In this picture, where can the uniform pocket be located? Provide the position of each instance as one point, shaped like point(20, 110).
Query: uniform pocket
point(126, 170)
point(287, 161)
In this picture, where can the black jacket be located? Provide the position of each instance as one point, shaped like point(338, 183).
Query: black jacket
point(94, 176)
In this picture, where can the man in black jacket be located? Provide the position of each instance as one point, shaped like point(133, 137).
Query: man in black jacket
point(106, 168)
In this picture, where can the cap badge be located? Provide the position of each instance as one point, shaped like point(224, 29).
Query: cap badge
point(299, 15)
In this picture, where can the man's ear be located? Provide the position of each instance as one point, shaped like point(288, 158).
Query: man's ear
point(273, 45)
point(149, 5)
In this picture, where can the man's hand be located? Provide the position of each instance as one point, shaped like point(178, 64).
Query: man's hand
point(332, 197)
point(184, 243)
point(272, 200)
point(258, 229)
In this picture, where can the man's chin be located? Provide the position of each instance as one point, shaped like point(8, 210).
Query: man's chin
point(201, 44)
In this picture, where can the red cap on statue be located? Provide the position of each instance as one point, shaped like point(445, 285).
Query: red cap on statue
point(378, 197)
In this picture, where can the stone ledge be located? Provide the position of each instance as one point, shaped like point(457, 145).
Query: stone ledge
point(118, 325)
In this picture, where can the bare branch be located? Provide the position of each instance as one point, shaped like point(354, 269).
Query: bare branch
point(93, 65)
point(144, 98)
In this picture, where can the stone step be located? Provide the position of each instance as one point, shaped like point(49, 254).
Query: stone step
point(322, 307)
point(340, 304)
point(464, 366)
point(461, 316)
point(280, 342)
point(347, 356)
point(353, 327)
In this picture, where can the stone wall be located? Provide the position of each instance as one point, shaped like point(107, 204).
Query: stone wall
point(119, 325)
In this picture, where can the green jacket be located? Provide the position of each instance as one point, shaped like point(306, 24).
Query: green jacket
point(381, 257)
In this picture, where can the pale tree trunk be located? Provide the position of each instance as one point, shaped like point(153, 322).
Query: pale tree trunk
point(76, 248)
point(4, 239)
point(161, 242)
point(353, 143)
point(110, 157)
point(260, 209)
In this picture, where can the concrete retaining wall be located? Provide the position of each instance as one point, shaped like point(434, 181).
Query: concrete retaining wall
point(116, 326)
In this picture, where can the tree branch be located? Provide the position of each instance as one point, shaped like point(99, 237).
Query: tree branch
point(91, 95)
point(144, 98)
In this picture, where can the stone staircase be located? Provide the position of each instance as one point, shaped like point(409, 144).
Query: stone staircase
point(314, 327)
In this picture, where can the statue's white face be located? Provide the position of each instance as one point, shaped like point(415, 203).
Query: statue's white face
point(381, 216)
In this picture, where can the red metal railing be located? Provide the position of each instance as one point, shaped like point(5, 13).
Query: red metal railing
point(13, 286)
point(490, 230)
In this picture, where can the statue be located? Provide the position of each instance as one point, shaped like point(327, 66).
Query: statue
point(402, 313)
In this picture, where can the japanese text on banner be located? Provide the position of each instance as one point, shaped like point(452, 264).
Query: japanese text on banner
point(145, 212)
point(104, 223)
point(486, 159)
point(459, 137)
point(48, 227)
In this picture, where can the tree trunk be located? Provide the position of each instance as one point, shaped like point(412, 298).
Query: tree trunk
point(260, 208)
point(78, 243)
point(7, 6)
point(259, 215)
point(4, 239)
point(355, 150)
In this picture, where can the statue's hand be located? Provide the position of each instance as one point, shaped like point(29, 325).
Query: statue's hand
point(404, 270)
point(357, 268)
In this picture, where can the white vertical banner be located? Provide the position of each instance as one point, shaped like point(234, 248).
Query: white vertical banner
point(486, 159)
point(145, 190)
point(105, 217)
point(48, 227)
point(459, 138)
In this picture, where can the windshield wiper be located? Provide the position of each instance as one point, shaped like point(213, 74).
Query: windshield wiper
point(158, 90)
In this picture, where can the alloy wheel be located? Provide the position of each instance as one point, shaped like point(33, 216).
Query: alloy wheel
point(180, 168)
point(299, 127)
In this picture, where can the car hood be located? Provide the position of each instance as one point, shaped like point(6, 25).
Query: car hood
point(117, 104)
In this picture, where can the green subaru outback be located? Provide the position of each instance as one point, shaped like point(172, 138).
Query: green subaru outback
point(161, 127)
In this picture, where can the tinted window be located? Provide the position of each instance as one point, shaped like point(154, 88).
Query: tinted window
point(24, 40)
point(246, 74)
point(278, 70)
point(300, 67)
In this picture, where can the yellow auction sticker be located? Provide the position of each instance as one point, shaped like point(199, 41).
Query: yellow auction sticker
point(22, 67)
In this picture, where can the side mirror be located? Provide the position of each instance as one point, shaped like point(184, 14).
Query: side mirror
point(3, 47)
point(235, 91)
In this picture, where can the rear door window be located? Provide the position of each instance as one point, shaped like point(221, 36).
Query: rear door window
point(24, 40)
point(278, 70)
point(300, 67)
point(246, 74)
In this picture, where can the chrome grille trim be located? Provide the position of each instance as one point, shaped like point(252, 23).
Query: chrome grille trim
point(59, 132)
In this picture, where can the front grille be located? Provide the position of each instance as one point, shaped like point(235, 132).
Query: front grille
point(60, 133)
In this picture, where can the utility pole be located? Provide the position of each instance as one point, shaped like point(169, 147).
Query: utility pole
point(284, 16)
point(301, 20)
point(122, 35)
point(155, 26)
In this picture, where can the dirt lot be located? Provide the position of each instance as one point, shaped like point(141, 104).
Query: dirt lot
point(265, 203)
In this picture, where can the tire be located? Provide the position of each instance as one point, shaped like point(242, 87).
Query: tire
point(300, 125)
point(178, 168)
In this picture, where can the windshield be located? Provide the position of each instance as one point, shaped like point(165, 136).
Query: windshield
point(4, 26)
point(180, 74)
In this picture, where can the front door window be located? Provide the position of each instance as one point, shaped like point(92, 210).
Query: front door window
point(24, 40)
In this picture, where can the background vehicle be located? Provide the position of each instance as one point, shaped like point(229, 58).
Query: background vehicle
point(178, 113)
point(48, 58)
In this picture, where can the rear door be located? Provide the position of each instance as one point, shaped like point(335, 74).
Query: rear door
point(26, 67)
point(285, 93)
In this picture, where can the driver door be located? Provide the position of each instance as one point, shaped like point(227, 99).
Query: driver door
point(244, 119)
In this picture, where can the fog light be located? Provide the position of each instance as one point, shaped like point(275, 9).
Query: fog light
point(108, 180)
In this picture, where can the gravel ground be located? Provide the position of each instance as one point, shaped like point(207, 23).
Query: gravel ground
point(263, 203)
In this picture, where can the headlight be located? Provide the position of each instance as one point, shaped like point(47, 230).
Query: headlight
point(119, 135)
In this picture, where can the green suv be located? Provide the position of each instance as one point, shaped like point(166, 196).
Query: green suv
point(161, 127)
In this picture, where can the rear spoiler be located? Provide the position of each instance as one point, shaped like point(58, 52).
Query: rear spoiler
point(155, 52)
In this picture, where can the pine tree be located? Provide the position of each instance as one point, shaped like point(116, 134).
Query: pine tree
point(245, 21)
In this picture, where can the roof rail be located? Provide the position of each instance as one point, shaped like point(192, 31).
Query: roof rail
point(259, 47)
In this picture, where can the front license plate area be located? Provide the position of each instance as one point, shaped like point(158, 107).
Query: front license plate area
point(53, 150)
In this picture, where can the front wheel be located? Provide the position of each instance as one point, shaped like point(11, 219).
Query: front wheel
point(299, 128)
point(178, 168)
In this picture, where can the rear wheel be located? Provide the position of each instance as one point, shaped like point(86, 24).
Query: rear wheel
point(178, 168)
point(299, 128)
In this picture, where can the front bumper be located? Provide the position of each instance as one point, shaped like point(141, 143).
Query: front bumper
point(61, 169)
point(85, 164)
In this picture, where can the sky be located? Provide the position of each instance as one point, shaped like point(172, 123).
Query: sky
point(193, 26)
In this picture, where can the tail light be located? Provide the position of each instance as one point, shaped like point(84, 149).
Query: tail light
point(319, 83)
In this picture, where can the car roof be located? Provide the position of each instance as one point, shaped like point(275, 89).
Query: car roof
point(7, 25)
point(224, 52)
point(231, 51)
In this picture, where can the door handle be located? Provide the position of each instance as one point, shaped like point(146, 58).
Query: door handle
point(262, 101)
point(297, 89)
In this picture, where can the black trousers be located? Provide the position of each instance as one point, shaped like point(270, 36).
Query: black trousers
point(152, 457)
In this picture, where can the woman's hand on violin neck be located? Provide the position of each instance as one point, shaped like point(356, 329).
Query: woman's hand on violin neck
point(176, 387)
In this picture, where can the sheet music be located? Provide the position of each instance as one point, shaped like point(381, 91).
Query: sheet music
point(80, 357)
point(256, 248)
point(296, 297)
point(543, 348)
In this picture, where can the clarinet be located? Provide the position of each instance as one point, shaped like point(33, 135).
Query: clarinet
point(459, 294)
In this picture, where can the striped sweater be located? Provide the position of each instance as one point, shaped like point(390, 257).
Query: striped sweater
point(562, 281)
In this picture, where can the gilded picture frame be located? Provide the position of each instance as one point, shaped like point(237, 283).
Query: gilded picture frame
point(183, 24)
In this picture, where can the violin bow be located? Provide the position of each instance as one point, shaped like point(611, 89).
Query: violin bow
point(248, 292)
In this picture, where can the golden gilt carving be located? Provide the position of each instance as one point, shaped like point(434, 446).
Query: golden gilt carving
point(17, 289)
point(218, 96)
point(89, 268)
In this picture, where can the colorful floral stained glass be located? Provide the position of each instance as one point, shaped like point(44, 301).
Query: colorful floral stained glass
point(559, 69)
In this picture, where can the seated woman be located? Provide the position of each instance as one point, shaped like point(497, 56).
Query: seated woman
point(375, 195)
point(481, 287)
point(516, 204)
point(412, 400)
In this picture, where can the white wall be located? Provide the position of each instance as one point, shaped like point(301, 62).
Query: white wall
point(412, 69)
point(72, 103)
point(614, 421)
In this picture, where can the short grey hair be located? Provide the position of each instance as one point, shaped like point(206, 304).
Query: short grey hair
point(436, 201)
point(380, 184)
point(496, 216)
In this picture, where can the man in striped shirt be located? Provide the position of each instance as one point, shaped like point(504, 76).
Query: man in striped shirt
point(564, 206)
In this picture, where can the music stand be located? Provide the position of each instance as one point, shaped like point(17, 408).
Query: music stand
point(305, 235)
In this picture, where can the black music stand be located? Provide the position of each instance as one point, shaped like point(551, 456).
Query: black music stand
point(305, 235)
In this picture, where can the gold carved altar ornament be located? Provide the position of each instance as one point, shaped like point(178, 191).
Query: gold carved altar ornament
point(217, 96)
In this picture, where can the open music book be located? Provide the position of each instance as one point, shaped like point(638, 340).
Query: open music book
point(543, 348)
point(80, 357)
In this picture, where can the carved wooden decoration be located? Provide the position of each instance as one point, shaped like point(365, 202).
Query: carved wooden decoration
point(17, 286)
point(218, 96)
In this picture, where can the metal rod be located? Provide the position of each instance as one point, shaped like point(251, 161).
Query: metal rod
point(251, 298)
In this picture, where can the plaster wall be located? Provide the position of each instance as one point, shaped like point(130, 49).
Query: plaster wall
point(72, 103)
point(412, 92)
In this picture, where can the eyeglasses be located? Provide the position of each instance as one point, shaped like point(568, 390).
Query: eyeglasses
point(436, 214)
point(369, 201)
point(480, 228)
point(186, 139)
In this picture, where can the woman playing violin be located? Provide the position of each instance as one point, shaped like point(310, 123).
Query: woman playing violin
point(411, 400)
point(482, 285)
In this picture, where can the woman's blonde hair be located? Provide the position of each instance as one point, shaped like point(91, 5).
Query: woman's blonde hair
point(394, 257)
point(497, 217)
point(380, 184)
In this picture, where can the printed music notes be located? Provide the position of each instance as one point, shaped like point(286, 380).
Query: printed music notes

------------------------------------

*PROBLEM TO SOLVE*
The expected output is exactly the lines of the listing above between the line holding "In this picture, where can the black jacket" and the line holding "In this picture, where can the stone step", inclusive.

*TASK ANSWER*
In this picture, where can the black jacket be located? Provide the position of each instance as one point, shaped like point(338, 183).
Query: black jacket
point(94, 176)
In this picture, where can the man in black jacket be located? Provide the position of each instance as one point, shaped like point(133, 137).
Query: man in black jacket
point(106, 168)
In this picture, where can the cap badge be located? Provide the position of each instance as one point, shaped like point(224, 29).
Query: cap badge
point(299, 15)
In this picture, where can the man's ear be located? Provide the position of each instance as one point, shaped like point(288, 158).
Query: man's ear
point(273, 45)
point(149, 5)
In this picture, where can the man's hand be located? Provide the position of each instance as one point, shaped like point(178, 64).
Query: man's hand
point(332, 197)
point(184, 243)
point(272, 200)
point(258, 229)
In this picture, where can the man's chin be located? Provide the position of each instance as one point, shaped like point(8, 210).
Query: man's chin
point(201, 44)
In this picture, where can the red cap on statue be located? Provide the position of each instance as one point, shaped like point(445, 285).
Query: red cap on statue
point(378, 197)
In this picture, where can the stone ledge be located? Provide the position of each instance as one point, shaped like point(457, 145).
Query: stone ledge
point(118, 325)
In this picture, where can the bare branch be located? Provide the position of each instance as one point, shaped like point(354, 269).
Query: bare branch
point(93, 65)
point(144, 98)
In this picture, where can the stone step be located? Provide the position of each instance as one point, shaped like point(49, 254).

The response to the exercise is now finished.